## [Instruction]
Print every one of the rows below word for word, leaving out the pictures.

## [Given data]
'''

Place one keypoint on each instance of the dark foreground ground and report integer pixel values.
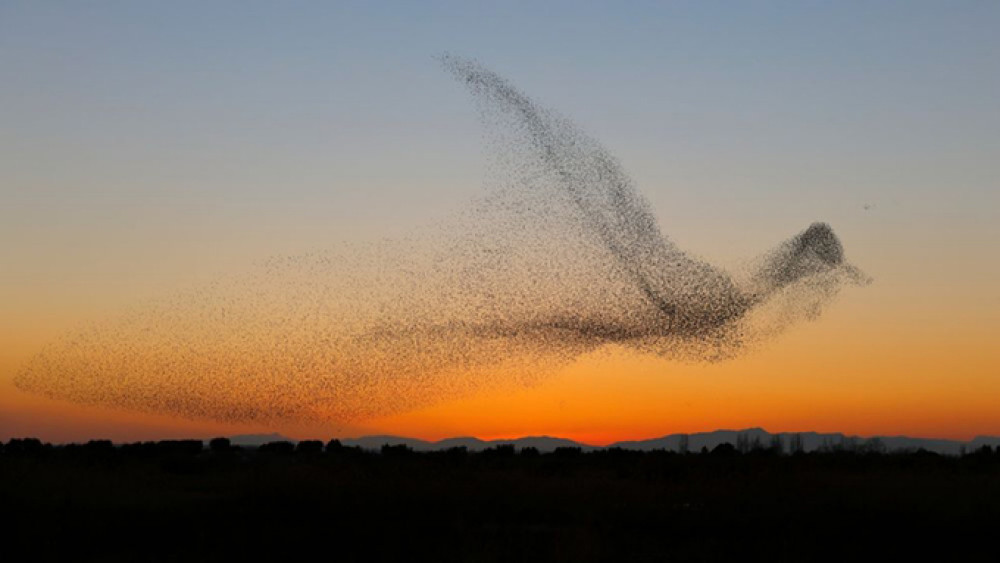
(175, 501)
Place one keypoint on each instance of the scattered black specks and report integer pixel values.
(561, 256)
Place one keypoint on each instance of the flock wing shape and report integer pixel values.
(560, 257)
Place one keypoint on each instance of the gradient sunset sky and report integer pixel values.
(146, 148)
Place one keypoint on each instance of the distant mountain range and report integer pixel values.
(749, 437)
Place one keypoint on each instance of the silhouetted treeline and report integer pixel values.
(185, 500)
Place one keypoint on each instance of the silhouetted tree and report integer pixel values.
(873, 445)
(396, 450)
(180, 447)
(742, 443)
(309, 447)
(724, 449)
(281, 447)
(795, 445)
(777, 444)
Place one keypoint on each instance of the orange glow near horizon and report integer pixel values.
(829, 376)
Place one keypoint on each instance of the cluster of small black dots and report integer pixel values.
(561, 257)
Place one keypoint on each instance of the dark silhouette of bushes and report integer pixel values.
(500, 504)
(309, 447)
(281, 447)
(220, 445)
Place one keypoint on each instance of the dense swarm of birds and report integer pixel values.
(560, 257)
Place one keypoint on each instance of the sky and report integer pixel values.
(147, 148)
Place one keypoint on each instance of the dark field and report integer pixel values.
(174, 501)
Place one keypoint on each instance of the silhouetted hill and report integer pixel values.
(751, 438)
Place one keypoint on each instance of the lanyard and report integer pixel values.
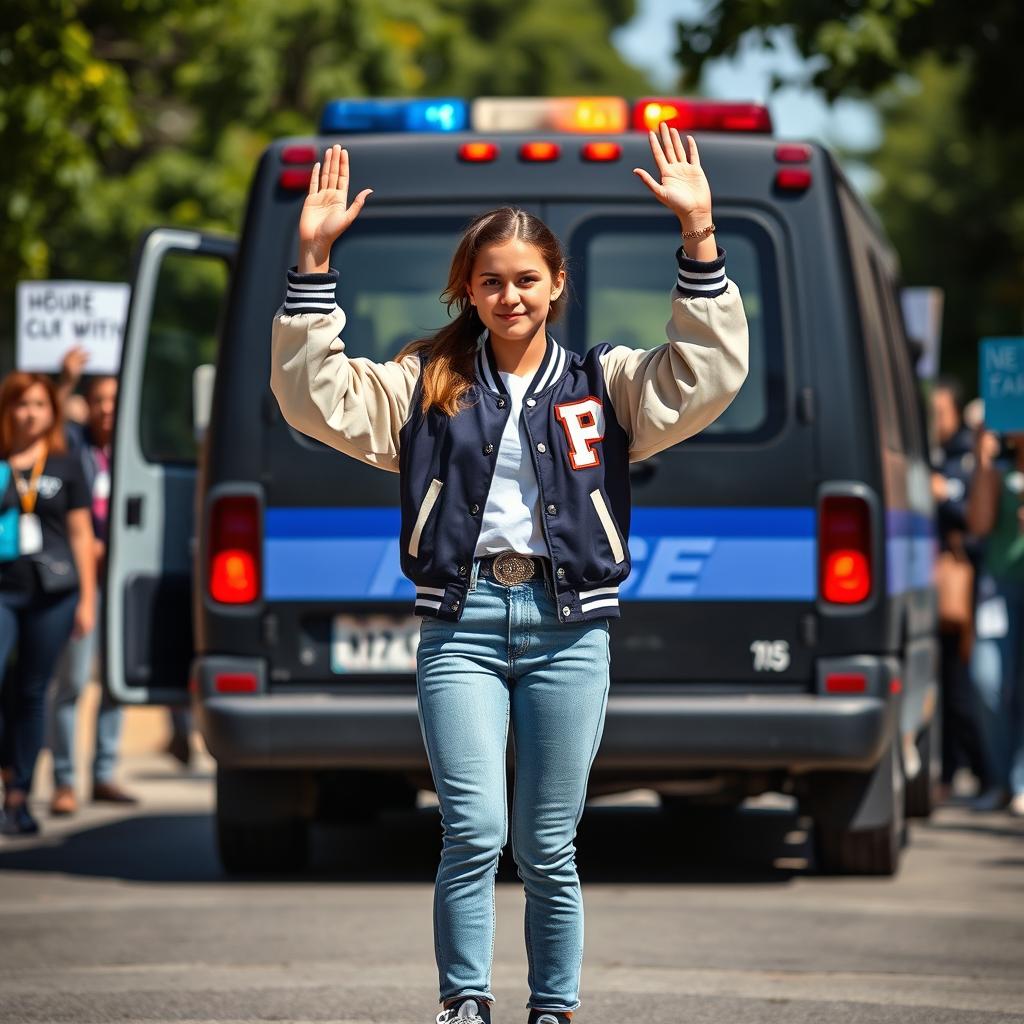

'''

## [Written solution]
Place one keypoint on each instance of the dark foreground ground and report integer pixel values.
(175, 501)
Place one keypoint on each instance of the scattered black specks and report integer pixel values.
(561, 256)
Place one keypoint on each instance of the flock wing shape and report integer pixel values.
(560, 257)
Place one keypoint on each instance of the gradient sunset sky and report integer pixel values.
(146, 148)
Place one keypoint on each instance of the distant mountain range and report integer pixel values.
(749, 437)
Place one keypoint on each instance of the silhouetted treeline and report integer pixel values.
(185, 500)
Place one keypoint on each instance of the silhouetted tree and report integer pixel values.
(873, 445)
(396, 450)
(180, 447)
(742, 443)
(309, 447)
(724, 449)
(281, 447)
(795, 445)
(777, 444)
Place one keypoint on each instance of the orange glow near horizon and report integer pixel values.
(829, 376)
Place one keypoint on each instance of the cluster of small black dots and report integer pixel values.
(561, 257)
Place one keypoint on each instance of the dark silhouette of bushes and report integer pixel values.
(500, 504)
(309, 447)
(281, 447)
(220, 445)
Place one keypoint on each instance of the dense swarm of birds and report integer pixel values.
(560, 257)
Place one keypoint on each instance of the sky and report integer pixel values.
(147, 148)
Place one keypoint on each instance of the dark field and report integer pixel values.
(174, 501)
Place one keypoint on each instance of the silhouetted hill and report integer pixel values.
(751, 438)
Place one keypoint on each instance of the lanyard and report integer pixel values.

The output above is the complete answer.